- TEXT
━━━━━━━━━━━━━━━━

Income, Commuting, and Race: An Analysis of Transportation Trends in New York and California

Matthew
Information Expositions — Spring 2024
8 min readMay 9, 2024

In New York State, the correlation of people walking to work with different income levels is nearly the same. My research focuses on unexpected relationships between variables, which can be one of the most interesting aspects of data analysis. When comparing unrelated variables people make the mistake of thinking correlation means causation because there can be unexpected relationships due to coincidence. In my research of the United States Census Bureau API, I discovered that there is an unusual correlation between “Household Income in the Past 12 Months” and “Means of Transportation to Work.”

Transportation to Work vs High-Income Individuals

The chart below is a heatmap portraying New York State’s transportation to work vs individuals with an income of $200,000 or more. The visualization was leveraged to illustrate the unique correlation between transportation to work for people with a high-income. The correlations reveal that there is a strong relationship between high-income individuals and alternative modes of transportation to work such as walking, bicycling, and the use of public transportation (excluding taxicab). With the exception of taking a bus, these three forms of transportation appear to be the most physically demanding ways of commuting to work.

NY: Heatmap of Transportation vs High-income Individuals

Societal norms might suggest that the wealthy are commuting to work by car, truck, or van, but this variable has one of the weakest correlations in the heatmap. A possible explanation for the unique correlations could be because almost half of the population of New York State is based in New York City, having a major impact on the data. In the city, it is not economically reasonable to own a car because of consistent traffic, poorly designed roads, the difficulty of finding a parking spot, and the high-cost of owning a vehicle. The visualization does illustrate there is a strong relationship with wealthy people taking a “Taxicab” to work, which could be a convenient replacement for high-income earners, since it is a similar form of transportation as driving your own vehicle. The population of large cities could have a major influence on the distribution of the correlation between income and transportation, forcing more people to walk to work.

━━━━━━━━━━━━━━━━

- GIVEN PROBLEM A
Collect every line in the rows below that contains the word "pelvic".

- MATERIAL

━━━━━━━━━━━━━━━━

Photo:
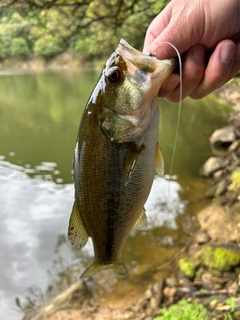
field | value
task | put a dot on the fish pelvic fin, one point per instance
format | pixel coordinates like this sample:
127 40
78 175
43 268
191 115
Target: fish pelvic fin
118 267
141 223
77 233
131 160
159 166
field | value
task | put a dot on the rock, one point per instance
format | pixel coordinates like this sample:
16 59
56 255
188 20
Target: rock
75 295
220 224
221 188
223 137
218 174
212 165
169 292
201 237
234 146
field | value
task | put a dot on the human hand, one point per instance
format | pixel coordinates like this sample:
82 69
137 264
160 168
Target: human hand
207 35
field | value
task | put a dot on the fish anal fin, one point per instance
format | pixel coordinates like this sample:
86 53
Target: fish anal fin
159 166
119 267
77 234
141 223
131 160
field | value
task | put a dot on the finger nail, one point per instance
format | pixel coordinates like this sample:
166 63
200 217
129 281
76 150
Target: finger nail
170 85
228 52
237 55
198 53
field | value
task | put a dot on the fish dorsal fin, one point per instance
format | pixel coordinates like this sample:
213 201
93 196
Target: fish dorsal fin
132 157
141 223
159 166
76 231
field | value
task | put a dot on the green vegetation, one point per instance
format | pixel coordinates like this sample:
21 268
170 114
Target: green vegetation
89 28
184 311
235 185
188 267
219 258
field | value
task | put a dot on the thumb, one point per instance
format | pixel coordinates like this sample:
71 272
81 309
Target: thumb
163 50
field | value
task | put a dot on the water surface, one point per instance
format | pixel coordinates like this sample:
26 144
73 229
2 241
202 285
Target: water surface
39 118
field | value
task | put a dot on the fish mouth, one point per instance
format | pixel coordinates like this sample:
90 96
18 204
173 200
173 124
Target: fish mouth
158 70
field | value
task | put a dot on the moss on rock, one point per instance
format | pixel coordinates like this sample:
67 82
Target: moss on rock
219 258
188 267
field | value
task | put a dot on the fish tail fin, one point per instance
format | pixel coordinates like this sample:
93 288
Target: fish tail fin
118 267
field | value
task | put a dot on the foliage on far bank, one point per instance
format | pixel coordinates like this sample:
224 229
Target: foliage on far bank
90 28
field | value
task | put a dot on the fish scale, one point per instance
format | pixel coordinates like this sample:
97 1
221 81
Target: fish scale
115 155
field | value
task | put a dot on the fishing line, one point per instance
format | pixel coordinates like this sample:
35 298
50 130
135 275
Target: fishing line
176 135
178 122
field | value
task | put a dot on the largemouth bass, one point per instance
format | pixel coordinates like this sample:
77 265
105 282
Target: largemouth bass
116 155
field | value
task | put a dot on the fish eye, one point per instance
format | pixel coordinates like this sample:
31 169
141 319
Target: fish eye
115 76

━━━━━━━━━━━━━━━━

- GIVEN PROBLEM B
Please reproduce the passage of the commuting article between "The chart below" and "commuting to work.", inclusive.

- COMPLETE ANSWER A
task | put a dot on the fish pelvic fin, one point per instance
Target: fish pelvic fin

- COMPLETE ANSWER B
The chart below is a heatmap portraying New York State’s transportation to work vs individuals with an income of $200,000 or more. The visualization was leveraged to illustrate the unique correlation between transportation to work for people with a high-income. The correlations reveal that there is a strong relationship between high-income individuals and alternative modes of transportation to work such as walking, bicycling, and the use of public transportation (excluding taxicab). With the exception of taking a bus, these three forms of transportation appear to be the most physically demanding ways of commuting to work.